*Instrucción dada A*:
¿Concuerdan con el fragmento sobre «El Maestro Ignorante» estas afirmaciones? (i) Jacotot dio a sus alumnos una edición bilingüe del Telémaco de Fénelon. (ii) Solo una parte de los estudiantes logró hablar y escribir en francés. (iii) El proceso intelectual descrito exige que haya un maestro delante de los alumnos. Responde sí o no a cada una y cita las palabras del texto que lo deciden.

*Fragmento seleccionado*:
┄┄┄┄┄┄

Sin embargo, si compartimos la convicción de que el pensamiento crítico representa una adecuada herramienta de comprensión y de cuestionamiento de la vida universitaria, de la Pedagogía (como el saber especializado en la educación), y también de la vida personal, dicho “callejón sin salida” constituye una oportunidad para poner en entredicho muchas de las nociones fuertes de la Pedagogía y de las Ciencias Sociales, tales como el rol de la escuela y de las políticas igualitarias modernas. Por ello, podemos reconocer en este libro una inmejorable ocasión para tomar conciencia de que un maestro debe ser ignorante para poder de verdad propiciar mejores aprendizajes y gatillar auténticos procesos emancipatorios en los estudiantes. 

II. Ideas centrales del libro “El Maestro Ignorante”

De acuerdo a lo señalado, en mi opinión, son ideas centrales de este libro las siguientes:

1) Como se ha planteado, Jacotot entregó a sus alumnos una versión bilingüe del Telémaco de Fénelon y los dejó solos con el texto y con su variable e incierta voluntad de aprender. En contra de todas las concepciones modernas de la didáctica y la pedagogía, así como del sentido común, todos los estudiantes llegaron a ser capaces de hablar y de escribir en francés, sin que el maestro les hubiese transmitido absolutamente nada de su propio saber.


2) Ante este episodio, Jacotot interpretó que sus alumnos habían utilizado la misma inteligencia que usa un niño para aprender a hablar, esto significa: escuchar y retener, imitar y repetir, luego, enmendar el rumbo si es menester. Este proceso intelectual y comprensivo opera también gracias al azar y se reitera una y otra vez, sin que necesariamente haya un maestro delante de ellos.

┄┄┄┄┄┄

*Material extraído*:
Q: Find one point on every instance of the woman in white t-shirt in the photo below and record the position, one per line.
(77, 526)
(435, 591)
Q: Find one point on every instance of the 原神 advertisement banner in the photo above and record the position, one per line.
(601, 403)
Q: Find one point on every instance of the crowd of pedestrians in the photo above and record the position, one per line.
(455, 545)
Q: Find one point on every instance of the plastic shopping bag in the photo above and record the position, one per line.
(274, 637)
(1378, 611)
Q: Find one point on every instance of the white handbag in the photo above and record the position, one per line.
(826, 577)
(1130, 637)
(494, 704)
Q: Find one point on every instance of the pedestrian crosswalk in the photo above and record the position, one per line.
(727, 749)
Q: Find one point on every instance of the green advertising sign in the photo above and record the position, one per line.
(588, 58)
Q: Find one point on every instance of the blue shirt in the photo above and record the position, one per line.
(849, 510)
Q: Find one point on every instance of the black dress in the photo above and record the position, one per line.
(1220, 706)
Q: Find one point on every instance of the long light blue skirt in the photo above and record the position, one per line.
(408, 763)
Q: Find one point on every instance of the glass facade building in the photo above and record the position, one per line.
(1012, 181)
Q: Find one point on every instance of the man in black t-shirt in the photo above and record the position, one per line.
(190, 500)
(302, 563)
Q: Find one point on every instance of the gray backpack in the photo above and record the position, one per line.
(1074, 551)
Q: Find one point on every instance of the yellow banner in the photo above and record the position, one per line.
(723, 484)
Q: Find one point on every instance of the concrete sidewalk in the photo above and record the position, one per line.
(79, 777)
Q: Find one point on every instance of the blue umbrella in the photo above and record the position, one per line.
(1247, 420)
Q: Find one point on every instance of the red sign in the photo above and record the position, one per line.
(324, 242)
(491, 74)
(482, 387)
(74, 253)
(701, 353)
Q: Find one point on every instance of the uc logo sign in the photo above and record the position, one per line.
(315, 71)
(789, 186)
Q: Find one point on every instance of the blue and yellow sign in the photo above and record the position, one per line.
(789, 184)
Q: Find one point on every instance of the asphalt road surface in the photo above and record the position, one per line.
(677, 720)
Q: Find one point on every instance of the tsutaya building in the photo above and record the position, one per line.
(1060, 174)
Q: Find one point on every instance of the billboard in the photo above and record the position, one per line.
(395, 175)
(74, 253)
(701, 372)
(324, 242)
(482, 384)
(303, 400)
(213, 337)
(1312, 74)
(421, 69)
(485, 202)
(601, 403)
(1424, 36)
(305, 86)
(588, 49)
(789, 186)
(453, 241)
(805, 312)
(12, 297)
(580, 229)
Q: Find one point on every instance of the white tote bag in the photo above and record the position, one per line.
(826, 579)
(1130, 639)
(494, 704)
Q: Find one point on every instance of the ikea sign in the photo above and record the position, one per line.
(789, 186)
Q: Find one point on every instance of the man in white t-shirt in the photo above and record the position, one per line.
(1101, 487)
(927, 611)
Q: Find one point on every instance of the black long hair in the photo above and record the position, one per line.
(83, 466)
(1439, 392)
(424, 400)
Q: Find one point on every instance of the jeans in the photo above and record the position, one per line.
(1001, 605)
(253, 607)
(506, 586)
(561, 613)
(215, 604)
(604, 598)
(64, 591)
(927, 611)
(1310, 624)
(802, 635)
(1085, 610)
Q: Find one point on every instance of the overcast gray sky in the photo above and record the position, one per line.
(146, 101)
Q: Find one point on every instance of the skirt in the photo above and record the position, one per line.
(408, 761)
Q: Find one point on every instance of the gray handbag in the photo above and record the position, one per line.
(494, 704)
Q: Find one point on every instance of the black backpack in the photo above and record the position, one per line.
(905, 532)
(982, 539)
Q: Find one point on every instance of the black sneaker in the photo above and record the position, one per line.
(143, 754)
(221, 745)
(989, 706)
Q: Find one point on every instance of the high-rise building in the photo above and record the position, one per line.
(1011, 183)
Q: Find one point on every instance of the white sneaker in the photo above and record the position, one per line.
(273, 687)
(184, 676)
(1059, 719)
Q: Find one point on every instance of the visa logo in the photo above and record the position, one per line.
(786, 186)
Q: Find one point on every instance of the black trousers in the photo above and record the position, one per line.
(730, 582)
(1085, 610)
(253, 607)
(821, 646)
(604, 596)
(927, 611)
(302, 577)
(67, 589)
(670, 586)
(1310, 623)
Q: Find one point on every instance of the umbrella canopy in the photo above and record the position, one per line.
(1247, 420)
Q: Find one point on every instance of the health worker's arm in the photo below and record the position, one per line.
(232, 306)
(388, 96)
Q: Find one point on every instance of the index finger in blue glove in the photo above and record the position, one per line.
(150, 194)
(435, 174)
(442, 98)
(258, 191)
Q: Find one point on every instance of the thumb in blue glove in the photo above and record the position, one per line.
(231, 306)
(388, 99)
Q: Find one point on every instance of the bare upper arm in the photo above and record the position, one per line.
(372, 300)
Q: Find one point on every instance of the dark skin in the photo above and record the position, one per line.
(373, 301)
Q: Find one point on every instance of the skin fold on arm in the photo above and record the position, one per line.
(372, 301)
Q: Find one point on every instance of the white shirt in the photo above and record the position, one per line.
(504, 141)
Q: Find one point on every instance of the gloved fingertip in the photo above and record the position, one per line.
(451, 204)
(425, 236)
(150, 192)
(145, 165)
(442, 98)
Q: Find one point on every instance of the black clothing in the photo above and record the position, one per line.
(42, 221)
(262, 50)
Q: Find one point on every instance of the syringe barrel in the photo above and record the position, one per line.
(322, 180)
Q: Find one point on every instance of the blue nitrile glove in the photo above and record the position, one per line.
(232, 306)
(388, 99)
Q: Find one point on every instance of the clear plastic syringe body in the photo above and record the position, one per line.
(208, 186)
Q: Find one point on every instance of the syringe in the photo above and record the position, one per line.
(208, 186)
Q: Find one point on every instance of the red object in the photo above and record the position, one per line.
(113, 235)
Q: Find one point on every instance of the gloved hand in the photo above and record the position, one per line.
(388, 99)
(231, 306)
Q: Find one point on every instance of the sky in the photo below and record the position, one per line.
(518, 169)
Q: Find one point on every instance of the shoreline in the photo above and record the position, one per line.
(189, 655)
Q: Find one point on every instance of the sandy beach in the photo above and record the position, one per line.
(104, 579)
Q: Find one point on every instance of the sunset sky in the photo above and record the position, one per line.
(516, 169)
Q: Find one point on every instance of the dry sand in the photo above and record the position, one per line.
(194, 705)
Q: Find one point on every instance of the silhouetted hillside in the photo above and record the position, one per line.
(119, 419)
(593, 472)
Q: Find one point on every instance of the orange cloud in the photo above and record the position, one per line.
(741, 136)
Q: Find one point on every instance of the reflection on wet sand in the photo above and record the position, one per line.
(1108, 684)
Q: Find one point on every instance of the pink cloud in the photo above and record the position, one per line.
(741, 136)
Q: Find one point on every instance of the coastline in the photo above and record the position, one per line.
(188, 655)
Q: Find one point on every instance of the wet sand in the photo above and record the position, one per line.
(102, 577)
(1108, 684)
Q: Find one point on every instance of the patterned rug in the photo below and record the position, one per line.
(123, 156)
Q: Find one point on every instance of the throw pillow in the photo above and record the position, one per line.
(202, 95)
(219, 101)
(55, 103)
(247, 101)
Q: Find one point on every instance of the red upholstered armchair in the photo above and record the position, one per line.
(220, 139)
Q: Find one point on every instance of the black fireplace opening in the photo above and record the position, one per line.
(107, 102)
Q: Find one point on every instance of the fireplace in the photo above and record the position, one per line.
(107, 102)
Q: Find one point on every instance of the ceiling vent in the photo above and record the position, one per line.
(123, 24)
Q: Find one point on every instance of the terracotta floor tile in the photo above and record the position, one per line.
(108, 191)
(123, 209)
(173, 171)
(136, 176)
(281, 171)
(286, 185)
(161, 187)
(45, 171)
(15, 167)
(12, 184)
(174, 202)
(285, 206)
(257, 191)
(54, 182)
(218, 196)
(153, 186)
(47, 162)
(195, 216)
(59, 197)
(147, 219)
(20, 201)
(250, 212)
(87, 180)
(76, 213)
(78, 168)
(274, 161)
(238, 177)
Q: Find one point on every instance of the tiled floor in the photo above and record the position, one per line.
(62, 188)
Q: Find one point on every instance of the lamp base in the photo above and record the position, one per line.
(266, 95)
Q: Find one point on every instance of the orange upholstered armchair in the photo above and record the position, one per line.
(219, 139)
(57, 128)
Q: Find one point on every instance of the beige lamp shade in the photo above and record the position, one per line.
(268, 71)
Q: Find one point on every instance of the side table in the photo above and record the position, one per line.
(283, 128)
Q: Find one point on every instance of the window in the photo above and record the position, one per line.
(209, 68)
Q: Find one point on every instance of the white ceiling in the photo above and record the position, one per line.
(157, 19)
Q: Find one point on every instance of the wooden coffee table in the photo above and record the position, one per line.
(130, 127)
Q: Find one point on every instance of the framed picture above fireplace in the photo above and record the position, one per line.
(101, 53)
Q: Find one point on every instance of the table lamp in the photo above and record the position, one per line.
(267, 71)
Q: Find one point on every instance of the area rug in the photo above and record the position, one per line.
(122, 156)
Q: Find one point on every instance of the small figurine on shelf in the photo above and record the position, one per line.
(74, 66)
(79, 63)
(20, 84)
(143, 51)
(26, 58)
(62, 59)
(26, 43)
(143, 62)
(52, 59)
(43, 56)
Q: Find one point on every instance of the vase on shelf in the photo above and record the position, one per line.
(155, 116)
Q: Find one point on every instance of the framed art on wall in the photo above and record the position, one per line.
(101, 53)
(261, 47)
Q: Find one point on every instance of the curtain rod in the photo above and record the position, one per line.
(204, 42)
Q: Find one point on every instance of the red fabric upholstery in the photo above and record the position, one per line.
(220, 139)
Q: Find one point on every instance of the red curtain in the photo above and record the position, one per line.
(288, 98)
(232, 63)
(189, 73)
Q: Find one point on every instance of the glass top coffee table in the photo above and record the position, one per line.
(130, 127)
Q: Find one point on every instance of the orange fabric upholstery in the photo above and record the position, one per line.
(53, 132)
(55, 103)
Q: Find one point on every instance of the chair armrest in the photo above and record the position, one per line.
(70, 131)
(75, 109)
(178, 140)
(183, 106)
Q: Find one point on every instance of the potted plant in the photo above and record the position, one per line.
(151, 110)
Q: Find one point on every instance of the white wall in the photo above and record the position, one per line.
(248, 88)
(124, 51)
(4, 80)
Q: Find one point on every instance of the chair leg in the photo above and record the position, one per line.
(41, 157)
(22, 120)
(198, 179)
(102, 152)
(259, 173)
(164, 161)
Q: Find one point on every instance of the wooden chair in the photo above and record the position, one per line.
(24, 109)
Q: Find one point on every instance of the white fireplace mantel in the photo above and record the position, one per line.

┄┄┄┄┄┄

*Instrucción dada B*:
¿Puedes reescribir el listado desde la línea que contiene "Q: Find one point on every instance of the tsutaya" hasta la línea que contiene "(1060, 174)", ambas incluidas, cambiando "tsutaya building" por "Tsutaya store" y sin tocar nada más?

*Respuesta A*:
(i) Sí: «Jacotot entregó a sus alumnos una versión bilingüe del Telémaco de Fénelon».
(ii) No: «todos los estudiantes llegaron a ser capaces de hablar y de escribir en francés».
(iii) No: «sin que necesariamente haya un maestro delante de ellos».

*Respuesta B*:
Q: Find one point on every instance of the Tsutaya store in the photo above and record the position, one per line.
(1060, 174)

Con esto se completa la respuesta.